# Data provided

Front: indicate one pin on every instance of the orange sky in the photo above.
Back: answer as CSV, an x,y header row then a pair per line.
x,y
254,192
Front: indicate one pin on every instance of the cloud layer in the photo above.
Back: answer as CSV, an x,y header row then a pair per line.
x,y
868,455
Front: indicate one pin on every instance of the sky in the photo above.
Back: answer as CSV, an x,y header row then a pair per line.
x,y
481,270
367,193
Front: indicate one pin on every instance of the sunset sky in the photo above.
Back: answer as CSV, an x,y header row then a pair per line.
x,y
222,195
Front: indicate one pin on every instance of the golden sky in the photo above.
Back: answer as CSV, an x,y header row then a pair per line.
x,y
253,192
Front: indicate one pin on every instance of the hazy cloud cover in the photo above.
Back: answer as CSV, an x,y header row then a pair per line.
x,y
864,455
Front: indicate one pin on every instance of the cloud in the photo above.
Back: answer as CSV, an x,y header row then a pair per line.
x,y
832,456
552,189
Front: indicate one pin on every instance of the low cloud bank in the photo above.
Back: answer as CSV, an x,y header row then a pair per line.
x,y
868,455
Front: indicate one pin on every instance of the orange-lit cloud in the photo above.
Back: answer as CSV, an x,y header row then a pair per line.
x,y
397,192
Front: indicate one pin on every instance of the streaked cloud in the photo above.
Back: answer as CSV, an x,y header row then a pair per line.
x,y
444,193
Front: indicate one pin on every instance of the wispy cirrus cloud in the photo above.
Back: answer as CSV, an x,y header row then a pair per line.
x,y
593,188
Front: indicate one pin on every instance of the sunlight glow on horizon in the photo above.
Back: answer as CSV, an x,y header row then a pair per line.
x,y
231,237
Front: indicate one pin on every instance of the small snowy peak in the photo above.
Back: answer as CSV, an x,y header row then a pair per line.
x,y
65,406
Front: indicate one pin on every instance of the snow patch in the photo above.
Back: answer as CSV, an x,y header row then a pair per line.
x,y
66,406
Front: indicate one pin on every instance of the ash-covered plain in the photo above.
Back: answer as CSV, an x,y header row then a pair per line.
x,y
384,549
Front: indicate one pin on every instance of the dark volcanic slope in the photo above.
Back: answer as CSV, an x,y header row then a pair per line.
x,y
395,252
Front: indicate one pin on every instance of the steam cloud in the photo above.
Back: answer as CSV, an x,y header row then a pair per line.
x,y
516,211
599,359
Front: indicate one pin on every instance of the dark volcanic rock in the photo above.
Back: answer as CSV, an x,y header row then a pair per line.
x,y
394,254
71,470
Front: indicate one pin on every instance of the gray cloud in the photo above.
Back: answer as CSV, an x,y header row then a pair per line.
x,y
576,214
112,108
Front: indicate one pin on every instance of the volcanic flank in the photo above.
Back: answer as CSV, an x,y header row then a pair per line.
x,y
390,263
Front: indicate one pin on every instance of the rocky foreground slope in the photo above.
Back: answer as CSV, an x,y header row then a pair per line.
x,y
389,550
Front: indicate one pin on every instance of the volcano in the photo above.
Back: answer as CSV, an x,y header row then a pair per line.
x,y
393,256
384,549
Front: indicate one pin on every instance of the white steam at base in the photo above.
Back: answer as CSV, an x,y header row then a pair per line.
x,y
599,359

# Problem requirements
Look through the material for "volcanic". Copy each line that has it.

# Solution to the problem
Front: indicate one pin on every instance of the dark volcanic slope in the photo above.
Front: indicate one pin on every instance of the dark volcanic rock in the photo above.
Front: indicate one pin on every instance of the volcanic flank in the photo above.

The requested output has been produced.